* BEGIN Given data *

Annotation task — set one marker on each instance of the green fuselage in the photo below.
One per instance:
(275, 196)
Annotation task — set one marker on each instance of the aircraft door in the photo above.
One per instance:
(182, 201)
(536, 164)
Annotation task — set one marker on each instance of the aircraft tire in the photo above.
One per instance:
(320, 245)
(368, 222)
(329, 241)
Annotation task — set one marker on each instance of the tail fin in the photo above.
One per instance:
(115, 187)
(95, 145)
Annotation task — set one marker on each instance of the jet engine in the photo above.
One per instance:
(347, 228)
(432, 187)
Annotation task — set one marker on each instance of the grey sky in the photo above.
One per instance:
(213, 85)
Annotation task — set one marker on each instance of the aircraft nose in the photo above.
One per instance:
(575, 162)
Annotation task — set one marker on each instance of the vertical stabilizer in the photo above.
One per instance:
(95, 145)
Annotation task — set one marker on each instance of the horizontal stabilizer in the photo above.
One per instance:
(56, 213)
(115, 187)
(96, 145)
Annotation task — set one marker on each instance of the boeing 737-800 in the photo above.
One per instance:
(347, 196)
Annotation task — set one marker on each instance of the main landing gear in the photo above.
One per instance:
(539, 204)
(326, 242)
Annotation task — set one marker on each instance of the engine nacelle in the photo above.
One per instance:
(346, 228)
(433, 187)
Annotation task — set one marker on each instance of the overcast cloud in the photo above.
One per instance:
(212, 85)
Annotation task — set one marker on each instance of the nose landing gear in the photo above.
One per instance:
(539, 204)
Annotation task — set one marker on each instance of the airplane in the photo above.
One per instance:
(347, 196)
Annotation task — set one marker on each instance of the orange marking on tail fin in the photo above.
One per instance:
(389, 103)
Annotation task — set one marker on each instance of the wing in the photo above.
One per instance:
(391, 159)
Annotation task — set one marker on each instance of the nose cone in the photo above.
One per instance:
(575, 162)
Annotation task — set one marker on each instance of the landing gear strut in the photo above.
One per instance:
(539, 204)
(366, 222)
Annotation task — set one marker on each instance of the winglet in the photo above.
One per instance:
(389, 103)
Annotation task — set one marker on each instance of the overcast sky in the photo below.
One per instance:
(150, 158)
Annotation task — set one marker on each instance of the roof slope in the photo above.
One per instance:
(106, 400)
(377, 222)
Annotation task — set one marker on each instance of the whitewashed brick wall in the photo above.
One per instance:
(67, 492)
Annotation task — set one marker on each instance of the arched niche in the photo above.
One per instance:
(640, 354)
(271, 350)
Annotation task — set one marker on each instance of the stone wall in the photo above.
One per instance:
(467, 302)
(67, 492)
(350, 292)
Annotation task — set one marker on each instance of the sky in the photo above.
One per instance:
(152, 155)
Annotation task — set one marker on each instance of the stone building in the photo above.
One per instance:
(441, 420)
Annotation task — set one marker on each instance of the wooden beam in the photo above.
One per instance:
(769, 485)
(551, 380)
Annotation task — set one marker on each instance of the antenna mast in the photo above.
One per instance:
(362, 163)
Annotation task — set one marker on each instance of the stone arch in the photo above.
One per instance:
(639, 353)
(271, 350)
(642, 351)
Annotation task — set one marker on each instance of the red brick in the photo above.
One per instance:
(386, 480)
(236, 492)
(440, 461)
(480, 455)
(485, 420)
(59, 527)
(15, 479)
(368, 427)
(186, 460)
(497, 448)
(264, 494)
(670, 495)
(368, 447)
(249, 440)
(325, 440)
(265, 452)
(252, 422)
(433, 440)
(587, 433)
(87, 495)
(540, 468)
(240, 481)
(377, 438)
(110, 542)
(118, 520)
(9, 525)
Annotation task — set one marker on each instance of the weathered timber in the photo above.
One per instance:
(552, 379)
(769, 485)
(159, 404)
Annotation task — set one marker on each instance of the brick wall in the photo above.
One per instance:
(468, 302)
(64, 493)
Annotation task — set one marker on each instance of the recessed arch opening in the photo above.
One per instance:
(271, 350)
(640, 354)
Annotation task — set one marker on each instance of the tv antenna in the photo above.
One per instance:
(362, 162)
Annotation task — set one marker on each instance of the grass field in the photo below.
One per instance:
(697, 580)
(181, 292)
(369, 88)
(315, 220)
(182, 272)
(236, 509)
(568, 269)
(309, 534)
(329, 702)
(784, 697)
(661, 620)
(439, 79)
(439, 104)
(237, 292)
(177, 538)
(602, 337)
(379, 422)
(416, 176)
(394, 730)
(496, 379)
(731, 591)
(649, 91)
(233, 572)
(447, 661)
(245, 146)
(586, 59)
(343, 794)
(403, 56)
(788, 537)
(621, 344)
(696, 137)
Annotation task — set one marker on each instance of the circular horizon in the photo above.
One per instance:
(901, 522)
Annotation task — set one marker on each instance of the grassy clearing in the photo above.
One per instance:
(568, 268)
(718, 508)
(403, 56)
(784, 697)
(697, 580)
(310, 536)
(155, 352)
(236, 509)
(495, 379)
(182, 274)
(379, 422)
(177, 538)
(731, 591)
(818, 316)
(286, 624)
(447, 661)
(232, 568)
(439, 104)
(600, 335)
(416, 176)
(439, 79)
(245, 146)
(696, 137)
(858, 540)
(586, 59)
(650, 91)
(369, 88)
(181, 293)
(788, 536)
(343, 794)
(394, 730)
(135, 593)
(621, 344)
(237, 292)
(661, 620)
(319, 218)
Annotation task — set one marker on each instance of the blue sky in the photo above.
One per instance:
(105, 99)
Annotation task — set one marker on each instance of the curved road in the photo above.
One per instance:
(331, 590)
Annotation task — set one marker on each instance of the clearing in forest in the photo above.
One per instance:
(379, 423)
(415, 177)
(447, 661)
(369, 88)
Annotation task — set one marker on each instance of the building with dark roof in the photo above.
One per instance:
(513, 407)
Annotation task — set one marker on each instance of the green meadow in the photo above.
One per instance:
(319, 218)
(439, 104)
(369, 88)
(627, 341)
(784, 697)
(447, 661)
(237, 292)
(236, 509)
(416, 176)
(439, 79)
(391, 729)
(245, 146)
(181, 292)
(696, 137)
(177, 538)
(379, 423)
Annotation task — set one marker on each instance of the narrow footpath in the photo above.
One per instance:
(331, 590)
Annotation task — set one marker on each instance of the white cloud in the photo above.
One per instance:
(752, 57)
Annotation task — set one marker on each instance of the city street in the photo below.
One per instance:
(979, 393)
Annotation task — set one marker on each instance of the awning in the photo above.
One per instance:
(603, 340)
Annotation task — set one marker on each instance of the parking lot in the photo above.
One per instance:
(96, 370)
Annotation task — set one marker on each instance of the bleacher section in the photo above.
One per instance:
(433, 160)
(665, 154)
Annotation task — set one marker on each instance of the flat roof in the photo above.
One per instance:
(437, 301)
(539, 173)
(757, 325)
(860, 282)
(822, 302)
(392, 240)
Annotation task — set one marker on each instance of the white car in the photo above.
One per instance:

* END Given data *

Every record above needs to be repeated word for word.

### Correct output
Annotation task — set one marker on each instance of the green fuselage in the photo below.
One per instance:
(275, 196)
Annotation task — set one marker on each instance of the aircraft door in the photo above.
One per instance:
(182, 201)
(536, 164)
Annotation task — set one marker on each instance of the aircraft tire in the photo above.
One per instance:
(320, 245)
(368, 222)
(329, 241)
Annotation task — set one marker on each instance of the tail fin in the photo above.
One per instance:
(115, 187)
(95, 145)
Annotation task — set one marker on each instance of the jet engine in the photo above.
One per instance:
(347, 228)
(432, 187)
Annotation task — set one marker on each instance of the grey sky in the photo above.
One per instance:
(213, 85)
Annotation task — set one marker on each instance of the aircraft nose in the photo above.
One per instance:
(575, 162)
Annotation task — set one marker on each instance of the vertical stabilizer in the photo above.
One per instance:
(95, 145)
Annotation task — set one marker on each instance of the horizontal stabilizer in the photo above.
One per instance:
(56, 213)
(115, 187)
(96, 145)
Annotation task — set one marker on each instance of the boeing 737-800 in the photo above.
One per instance:
(347, 196)
Annotation task — set one marker on each instance of the main landing gear in the photo above.
One per instance:
(539, 204)
(326, 242)
Annotation task — set one marker on each instance of the engine nacelle in the photo above.
One per instance:
(346, 228)
(433, 187)
Annotation task — set one marker on each instance of the overcast cloud in the photo above.
One per instance:
(212, 85)
Annotation task — set one marker on each instance of the nose landing gear in the photo above.
One per instance:
(539, 204)
Annotation task — set one marker on each instance of the airplane in the photo above.
One per instance:
(347, 196)
Annotation task — set one marker on each instance of the orange marking on tail fin in the photo above.
One per instance:
(389, 103)
Annotation task — set one marker on each instance of the wing in the photo above.
One per instance:
(391, 159)
Annotation task — set one marker on each instance of the nose cone in the photo above.
One per instance:
(575, 162)
Annotation task — set one marker on each instance of the landing gear strut in the photo above.
One per instance:
(539, 204)
(366, 222)
Annotation task — set one marker on each instance of the winglet in the photo above.
One per instance:
(389, 103)
Annotation task — set one marker on each instance of the overcast sky in the photo below.
One per instance:
(150, 158)
Annotation task — set one marker on each instance of the roof slope in the photo above.
One per instance:
(106, 400)
(377, 222)
Annotation task — set one marker on each instance of the whitewashed brick wall in the photo above.
One per instance:
(67, 492)
Annotation task — set one marker on each instance of the arched niche in the photo above.
One per instance:
(640, 354)
(271, 350)
Annotation task — set one marker on each instance of the stone wall in the photo above.
One per instance:
(467, 302)
(67, 492)
(350, 292)
Annotation task — set one marker on each instance of the sky in the photo above.
One per instance:
(152, 155)
Annotation task — set one marker on each instance of the stone building in the photo above.
One per instance:
(441, 420)
Annotation task — set one marker on each instance of the wooden beam in the photo above.
One per instance:
(769, 485)
(551, 380)
Annotation task — set one marker on each instance of the antenna mast in the photo above.
One per instance:
(362, 163)
Annotation task — set one marker on each instance of the stone arch in the photo above.
One per instance:
(639, 353)
(271, 350)
(642, 351)
Annotation task — set one marker on each instance of the red brick in the photo above.
One per instance:
(386, 480)
(236, 492)
(440, 461)
(480, 455)
(485, 420)
(59, 527)
(15, 479)
(368, 427)
(186, 460)
(497, 448)
(264, 494)
(670, 495)
(368, 447)
(249, 440)
(325, 440)
(265, 452)
(252, 422)
(433, 440)
(587, 433)
(87, 495)
(540, 468)
(240, 481)
(377, 438)
(110, 542)
(118, 520)
(9, 525)
Annotation task — set one marker on each instance of the weathered timber in the photo above.
One per instance:
(552, 379)
(769, 485)
(159, 404)
Annotation task — set one marker on each instance of the brick wall in the photo above.
One per instance:
(468, 302)
(64, 493)
Annotation task — set one marker on each instance of the recessed arch opening in the photo above.
One per instance:
(271, 350)
(640, 354)
Annotation task — set one marker on each instance of the tv antenna in the photo above.
One per instance:
(362, 162)
Annotation task — set one marker on each instance of the grass field in the photo below.
One per instance:
(697, 580)
(181, 292)
(369, 88)
(315, 220)
(182, 272)
(236, 509)
(568, 269)
(309, 534)
(329, 702)
(784, 697)
(661, 620)
(439, 79)
(439, 104)
(237, 292)
(177, 538)
(602, 337)
(379, 422)
(416, 176)
(394, 730)
(496, 379)
(731, 591)
(649, 91)
(233, 572)
(447, 661)
(245, 146)
(586, 59)
(343, 794)
(403, 56)
(788, 537)
(621, 344)
(696, 137)
Annotation task — set one marker on each instance of the circular horizon in the photo above.
One per instance:
(901, 522)
Annotation task — set one marker on each instance of the grassy clearing in the photo above.
One per instance:
(568, 268)
(718, 508)
(403, 56)
(784, 697)
(697, 580)
(310, 536)
(155, 352)
(236, 509)
(495, 379)
(182, 274)
(379, 422)
(177, 538)
(731, 591)
(818, 316)
(286, 624)
(447, 661)
(232, 568)
(439, 104)
(600, 335)
(416, 176)
(439, 79)
(245, 146)
(696, 137)
(858, 540)
(586, 59)
(650, 91)
(369, 88)
(181, 293)
(788, 536)
(343, 794)
(394, 730)
(135, 593)
(621, 344)
(237, 292)
(661, 620)
(319, 218)
Annotation task — set one marker on each instance of the blue sky in the photo above.
One per instance:
(105, 99)
Annotation task — set one marker on each instance of the curved road in the photo above.
One per instance:
(331, 590)
Annotation task — set one marker on each instance of the clearing in forest in the photo above.
One per instance:
(379, 423)
(415, 177)
(447, 661)
(369, 88)
Annotation task — set one marker on each instance of the building with dark roof in the photo above.
One per instance:
(513, 407)
Annotation task — set one marker on each instance of the green meadow in the photo above.
One per instance:
(319, 218)
(439, 104)
(369, 88)
(627, 341)
(784, 697)
(447, 661)
(237, 292)
(236, 509)
(416, 176)
(439, 79)
(391, 729)
(245, 146)
(181, 292)
(696, 137)
(177, 538)
(379, 423)
Annotation task — set one marker on each instance of the narrow footpath in the photo above.
One per instance:
(331, 590)
Annotation task — set one marker on each instance of the white cloud in the photo above.
One per instance:
(752, 57)
Annotation task — set one marker on each instance of the city street in the photo below.
One per instance:
(979, 393)
Annotation task — set one marker on each instance of the awning in the photo above.
One per instance:
(603, 340)
Annotation task — set one marker on each instance of the parking lot in the photo above.
One per instance:
(96, 370)
Annotation task — set one marker on each instance of the bleacher section in the photo above.
One per instance:
(433, 160)
(665, 154)
Annotation task — set one marker on each instance of the flat roof in the photo above.
One per instance:
(437, 301)
(539, 173)
(757, 325)
(860, 282)
(822, 302)
(392, 240)
Annotation task — set one marker on each instance of the white car in the photo above.
One per instance:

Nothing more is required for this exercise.